_DATASET RECORDS_
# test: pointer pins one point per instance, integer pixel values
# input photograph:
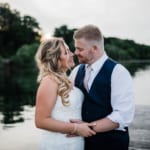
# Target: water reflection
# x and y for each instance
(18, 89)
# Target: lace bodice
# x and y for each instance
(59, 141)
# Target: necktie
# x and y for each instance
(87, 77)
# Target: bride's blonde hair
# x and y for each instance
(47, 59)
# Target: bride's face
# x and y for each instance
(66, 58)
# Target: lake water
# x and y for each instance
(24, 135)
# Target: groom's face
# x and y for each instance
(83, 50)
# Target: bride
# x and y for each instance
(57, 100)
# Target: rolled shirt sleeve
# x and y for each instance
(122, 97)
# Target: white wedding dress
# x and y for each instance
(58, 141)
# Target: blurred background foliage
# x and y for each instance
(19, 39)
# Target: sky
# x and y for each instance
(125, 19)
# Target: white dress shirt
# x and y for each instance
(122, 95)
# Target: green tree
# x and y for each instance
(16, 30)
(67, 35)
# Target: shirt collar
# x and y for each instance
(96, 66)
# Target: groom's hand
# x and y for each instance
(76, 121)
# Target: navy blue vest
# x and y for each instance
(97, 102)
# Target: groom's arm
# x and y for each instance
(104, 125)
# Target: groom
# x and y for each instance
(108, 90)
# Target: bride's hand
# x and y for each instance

==

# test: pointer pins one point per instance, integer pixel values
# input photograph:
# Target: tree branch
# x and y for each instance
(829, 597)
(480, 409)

...

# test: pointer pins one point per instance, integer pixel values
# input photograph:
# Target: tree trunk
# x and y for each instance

_EXERCISE PROMPT_
Filter the entries down to the lines containing "hand". Copy each of those lines.

_RESULT OF THIS EXERCISE_
# Target: groom's hand
# Target: bride's hand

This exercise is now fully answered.